### The task
Locate the line bearing "Scan for man" in the material below, then reproduce it and each following line up to and including the line bearing "Scan for compass icon in the frame.".

___ Input records

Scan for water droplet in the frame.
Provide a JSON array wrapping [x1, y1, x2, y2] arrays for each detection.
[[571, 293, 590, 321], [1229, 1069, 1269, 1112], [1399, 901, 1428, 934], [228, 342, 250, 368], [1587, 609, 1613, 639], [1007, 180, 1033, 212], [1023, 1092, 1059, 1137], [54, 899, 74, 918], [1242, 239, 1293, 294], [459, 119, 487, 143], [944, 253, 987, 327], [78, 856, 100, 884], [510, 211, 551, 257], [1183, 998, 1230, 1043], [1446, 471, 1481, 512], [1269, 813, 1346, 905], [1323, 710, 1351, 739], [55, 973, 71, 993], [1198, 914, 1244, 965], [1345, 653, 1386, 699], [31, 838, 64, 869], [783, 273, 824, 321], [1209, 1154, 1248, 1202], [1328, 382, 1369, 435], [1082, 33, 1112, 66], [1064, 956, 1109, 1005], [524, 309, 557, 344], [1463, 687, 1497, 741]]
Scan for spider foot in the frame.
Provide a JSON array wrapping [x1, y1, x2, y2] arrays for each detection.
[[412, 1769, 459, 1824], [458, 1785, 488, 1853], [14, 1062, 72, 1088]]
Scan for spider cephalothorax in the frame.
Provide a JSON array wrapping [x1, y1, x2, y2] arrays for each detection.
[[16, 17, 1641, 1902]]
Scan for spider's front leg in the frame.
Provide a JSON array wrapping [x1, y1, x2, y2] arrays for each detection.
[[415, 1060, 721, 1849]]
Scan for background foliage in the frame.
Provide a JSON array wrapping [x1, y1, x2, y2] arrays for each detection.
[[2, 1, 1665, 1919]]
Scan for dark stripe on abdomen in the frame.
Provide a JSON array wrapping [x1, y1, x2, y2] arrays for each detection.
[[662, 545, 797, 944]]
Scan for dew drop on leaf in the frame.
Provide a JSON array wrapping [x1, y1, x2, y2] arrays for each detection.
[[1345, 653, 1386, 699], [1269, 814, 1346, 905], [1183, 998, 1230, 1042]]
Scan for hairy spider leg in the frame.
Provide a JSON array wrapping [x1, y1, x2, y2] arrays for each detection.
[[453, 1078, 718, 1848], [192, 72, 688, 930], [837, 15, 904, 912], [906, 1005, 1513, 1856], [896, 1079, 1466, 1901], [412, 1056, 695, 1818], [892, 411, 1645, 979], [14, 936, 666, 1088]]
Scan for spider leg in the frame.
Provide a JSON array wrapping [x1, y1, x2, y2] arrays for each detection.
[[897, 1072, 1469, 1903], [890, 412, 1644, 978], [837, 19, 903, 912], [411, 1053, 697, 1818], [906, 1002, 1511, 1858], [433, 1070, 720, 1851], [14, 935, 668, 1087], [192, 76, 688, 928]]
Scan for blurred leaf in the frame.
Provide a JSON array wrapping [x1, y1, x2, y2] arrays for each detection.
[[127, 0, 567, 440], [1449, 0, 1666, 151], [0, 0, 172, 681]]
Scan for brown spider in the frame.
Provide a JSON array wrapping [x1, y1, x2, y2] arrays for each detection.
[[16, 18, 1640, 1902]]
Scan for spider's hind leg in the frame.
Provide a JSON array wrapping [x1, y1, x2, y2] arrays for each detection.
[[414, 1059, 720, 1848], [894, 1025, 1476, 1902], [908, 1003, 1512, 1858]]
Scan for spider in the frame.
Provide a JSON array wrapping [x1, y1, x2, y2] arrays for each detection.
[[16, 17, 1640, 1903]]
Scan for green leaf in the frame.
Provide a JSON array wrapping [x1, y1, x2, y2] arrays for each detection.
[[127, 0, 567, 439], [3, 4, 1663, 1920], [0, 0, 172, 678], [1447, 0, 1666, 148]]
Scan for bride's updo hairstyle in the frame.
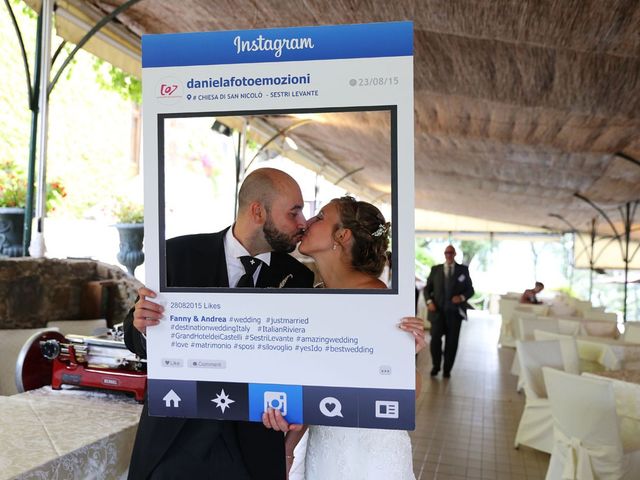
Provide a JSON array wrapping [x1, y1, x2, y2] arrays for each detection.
[[332, 196, 390, 276]]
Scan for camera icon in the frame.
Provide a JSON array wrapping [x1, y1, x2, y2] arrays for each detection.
[[264, 391, 287, 416]]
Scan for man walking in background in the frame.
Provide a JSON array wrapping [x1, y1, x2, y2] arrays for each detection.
[[424, 245, 474, 378]]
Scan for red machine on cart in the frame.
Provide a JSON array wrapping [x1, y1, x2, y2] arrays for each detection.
[[16, 325, 147, 402]]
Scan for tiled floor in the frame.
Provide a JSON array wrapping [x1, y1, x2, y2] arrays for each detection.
[[410, 311, 550, 479]]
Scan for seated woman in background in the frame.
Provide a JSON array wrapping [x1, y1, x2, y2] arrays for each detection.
[[520, 281, 544, 304], [263, 196, 425, 480]]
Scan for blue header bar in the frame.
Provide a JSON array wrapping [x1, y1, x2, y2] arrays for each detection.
[[143, 22, 413, 68]]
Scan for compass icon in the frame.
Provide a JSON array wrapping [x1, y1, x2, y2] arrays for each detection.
[[211, 389, 235, 413]]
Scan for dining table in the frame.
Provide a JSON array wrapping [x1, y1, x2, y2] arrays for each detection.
[[0, 386, 142, 480]]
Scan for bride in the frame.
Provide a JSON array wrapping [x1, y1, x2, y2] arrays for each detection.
[[263, 196, 425, 479]]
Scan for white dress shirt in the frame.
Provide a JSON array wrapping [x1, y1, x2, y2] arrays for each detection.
[[224, 227, 271, 287]]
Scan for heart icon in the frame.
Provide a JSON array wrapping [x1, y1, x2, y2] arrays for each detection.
[[319, 397, 343, 417]]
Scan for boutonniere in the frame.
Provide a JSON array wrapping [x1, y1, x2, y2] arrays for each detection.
[[458, 274, 466, 282], [278, 274, 293, 288]]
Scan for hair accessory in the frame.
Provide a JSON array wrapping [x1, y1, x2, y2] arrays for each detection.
[[371, 223, 389, 237]]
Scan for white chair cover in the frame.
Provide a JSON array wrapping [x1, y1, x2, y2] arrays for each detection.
[[514, 340, 577, 453], [533, 330, 606, 373], [517, 316, 559, 341], [533, 330, 572, 342], [583, 310, 618, 323], [556, 318, 581, 336], [549, 301, 578, 318], [518, 303, 551, 316], [501, 302, 551, 348], [581, 320, 620, 339], [498, 297, 520, 347], [505, 291, 523, 298], [511, 310, 536, 341], [513, 333, 581, 390], [542, 367, 640, 480], [551, 426, 621, 480], [509, 313, 537, 380], [572, 300, 595, 317], [623, 322, 640, 344]]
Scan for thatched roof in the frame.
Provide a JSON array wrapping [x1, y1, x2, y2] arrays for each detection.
[[54, 0, 640, 240]]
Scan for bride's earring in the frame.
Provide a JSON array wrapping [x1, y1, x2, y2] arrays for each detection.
[[332, 242, 338, 251]]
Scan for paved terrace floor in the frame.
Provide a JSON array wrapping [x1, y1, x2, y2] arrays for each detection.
[[411, 311, 549, 479]]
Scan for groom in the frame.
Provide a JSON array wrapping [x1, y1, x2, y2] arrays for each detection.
[[124, 167, 314, 479]]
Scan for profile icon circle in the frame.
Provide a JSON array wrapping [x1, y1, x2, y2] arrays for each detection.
[[155, 76, 183, 105]]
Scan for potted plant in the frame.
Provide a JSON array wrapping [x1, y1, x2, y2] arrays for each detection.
[[0, 160, 66, 257], [112, 196, 144, 276]]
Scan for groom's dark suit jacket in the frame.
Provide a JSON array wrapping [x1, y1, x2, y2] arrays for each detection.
[[124, 228, 314, 479]]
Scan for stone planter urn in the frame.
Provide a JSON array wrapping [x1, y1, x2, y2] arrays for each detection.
[[0, 207, 25, 257], [115, 223, 144, 275]]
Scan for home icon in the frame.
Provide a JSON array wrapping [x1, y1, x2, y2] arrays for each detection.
[[163, 389, 181, 408]]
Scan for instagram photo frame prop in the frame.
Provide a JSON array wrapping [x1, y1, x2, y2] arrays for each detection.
[[143, 22, 415, 429]]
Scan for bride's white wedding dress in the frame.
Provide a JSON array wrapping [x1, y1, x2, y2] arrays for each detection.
[[299, 425, 415, 479]]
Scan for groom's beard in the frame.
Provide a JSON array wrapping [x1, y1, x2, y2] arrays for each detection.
[[263, 215, 303, 253]]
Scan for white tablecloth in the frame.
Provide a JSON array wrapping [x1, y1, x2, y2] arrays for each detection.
[[584, 370, 640, 452], [0, 386, 142, 480], [577, 336, 640, 371]]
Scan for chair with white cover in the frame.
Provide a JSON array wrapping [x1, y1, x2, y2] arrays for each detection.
[[583, 310, 618, 323], [581, 320, 620, 339], [534, 329, 605, 373], [511, 310, 537, 343], [572, 300, 594, 317], [509, 311, 540, 380], [623, 322, 640, 344], [549, 301, 577, 318], [512, 328, 579, 389], [514, 340, 579, 453], [533, 329, 571, 341], [510, 317, 560, 388], [523, 303, 551, 317], [550, 318, 581, 336], [530, 331, 581, 374], [517, 316, 559, 341], [505, 291, 522, 298], [498, 296, 520, 347], [542, 367, 640, 479]]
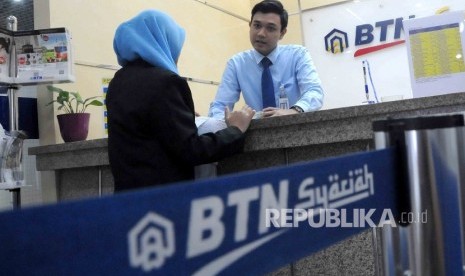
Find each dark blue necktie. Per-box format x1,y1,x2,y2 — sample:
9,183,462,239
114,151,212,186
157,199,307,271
261,57,275,108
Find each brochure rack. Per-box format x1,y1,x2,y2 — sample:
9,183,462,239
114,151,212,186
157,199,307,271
0,27,75,85
0,16,75,209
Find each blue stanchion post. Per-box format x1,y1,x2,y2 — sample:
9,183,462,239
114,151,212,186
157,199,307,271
373,114,465,276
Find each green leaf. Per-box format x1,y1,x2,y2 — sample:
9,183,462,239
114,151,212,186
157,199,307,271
85,99,104,108
70,92,83,103
46,86,103,114
45,100,57,106
47,85,64,93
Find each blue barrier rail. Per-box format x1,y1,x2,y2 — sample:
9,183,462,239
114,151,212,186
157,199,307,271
0,148,401,275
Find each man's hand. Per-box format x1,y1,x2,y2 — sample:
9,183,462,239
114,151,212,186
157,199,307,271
262,107,299,118
225,105,255,133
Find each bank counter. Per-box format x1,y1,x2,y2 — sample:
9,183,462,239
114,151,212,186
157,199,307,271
28,92,465,275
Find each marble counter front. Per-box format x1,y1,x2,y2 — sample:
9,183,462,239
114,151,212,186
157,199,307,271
28,92,465,275
218,92,465,174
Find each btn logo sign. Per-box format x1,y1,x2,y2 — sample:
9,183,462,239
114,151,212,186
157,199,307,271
325,15,415,57
128,212,175,272
325,29,349,54
0,147,401,275
127,162,383,275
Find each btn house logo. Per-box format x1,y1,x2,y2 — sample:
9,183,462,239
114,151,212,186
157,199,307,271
325,29,349,54
128,212,175,272
325,16,414,57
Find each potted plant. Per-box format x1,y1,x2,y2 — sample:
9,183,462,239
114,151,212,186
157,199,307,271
46,85,103,142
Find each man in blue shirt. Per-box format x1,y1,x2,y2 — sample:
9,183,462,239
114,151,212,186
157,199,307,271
209,0,324,119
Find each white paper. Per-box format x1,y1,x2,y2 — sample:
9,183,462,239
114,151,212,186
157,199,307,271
195,116,227,135
194,117,227,180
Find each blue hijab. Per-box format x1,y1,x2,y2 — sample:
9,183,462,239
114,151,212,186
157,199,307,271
113,10,185,74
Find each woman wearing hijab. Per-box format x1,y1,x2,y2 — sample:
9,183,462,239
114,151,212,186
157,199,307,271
107,10,255,192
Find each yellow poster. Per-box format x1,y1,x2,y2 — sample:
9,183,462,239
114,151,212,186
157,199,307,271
404,11,465,98
102,78,112,136
409,23,465,80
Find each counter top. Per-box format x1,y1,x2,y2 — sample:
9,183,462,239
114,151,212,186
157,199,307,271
244,92,465,151
29,92,465,171
29,138,108,170
26,91,465,276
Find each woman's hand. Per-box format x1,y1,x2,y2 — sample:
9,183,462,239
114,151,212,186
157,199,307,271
225,105,255,133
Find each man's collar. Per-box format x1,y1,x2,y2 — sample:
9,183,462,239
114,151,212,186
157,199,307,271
253,46,280,65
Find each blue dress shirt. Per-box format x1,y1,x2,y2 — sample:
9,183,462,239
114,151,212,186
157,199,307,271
208,45,324,119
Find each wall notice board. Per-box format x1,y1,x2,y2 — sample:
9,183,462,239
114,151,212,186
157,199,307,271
301,0,465,110
404,10,465,98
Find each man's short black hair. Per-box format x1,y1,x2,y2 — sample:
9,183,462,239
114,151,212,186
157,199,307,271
251,0,288,31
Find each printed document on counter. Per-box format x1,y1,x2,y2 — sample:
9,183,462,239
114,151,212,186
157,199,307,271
195,116,226,135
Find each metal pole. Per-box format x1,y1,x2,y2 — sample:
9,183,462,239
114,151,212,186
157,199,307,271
7,84,19,131
373,115,465,276
405,116,464,275
10,188,20,210
457,126,465,272
98,167,102,197
373,122,410,276
6,15,21,209
6,16,18,132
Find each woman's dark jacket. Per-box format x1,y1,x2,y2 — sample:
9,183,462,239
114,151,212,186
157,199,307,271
106,60,245,192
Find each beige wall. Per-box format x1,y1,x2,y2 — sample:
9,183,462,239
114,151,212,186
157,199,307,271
299,0,347,10
250,0,349,44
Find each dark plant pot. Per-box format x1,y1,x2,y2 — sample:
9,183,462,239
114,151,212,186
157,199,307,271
57,113,90,142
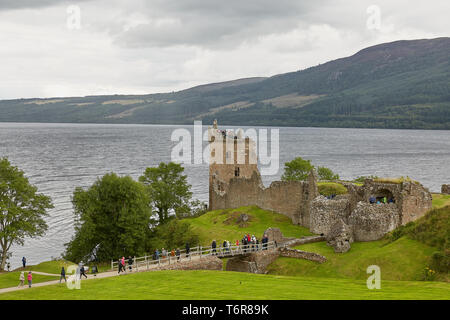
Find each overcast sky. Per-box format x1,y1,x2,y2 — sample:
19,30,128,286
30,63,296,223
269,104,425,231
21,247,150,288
0,0,448,99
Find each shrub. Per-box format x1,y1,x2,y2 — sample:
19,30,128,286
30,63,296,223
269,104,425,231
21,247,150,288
317,182,348,197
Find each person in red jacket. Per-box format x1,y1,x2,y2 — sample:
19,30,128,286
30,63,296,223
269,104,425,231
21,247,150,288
27,271,32,288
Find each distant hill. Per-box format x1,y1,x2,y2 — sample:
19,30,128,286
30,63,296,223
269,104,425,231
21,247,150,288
1,37,449,129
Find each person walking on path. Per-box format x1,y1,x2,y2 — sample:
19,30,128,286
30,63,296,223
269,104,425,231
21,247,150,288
7,262,10,272
185,243,190,258
27,271,32,288
60,266,66,283
121,256,126,272
22,257,26,268
118,258,123,274
18,272,25,287
80,265,87,279
211,240,217,255
128,256,133,272
176,248,181,262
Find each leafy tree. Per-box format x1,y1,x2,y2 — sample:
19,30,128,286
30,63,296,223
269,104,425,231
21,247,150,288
148,219,199,252
64,173,151,263
0,158,53,270
317,166,340,180
281,157,314,181
139,162,193,224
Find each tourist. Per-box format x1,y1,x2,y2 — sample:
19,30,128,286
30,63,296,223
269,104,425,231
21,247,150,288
222,240,227,254
162,248,167,259
27,271,32,288
256,238,260,251
185,243,190,258
369,196,376,204
18,272,24,287
121,256,126,272
60,266,66,283
176,248,181,261
128,256,133,272
22,256,26,268
211,240,217,255
383,196,387,204
118,257,123,274
80,264,87,279
171,249,175,257
154,249,160,261
91,265,98,277
7,262,10,272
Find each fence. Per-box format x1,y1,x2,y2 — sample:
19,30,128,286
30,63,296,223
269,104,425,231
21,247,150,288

______

### Response to the exercise
Scan for man walking in background in the frame.
Provide a JSON array wrapping [x1, y1, x2, y2] arrays for each detection.
[[424, 245, 474, 378]]
Scan for red machine on cart in the frame.
Provide a JSON array wrapping [x1, y1, x2, y2] arrays for each detection.
[[16, 325, 147, 402]]
Scan for tiled floor in the frame.
Provide a JSON array wrapping [x1, y1, x2, y2] arrays for each detection.
[[410, 311, 550, 479]]
Scan for seated woman in background in the frame.
Provide a JSON array wrapping [x1, y1, x2, y2] arrays for each detection.
[[520, 281, 544, 304], [263, 196, 425, 480]]
Scan for blue header bar in the frame.
Provide a JSON array wrapping [x1, y1, x2, y2] arrays for each detection.
[[143, 22, 413, 68]]
Scan for compass icon in the frame.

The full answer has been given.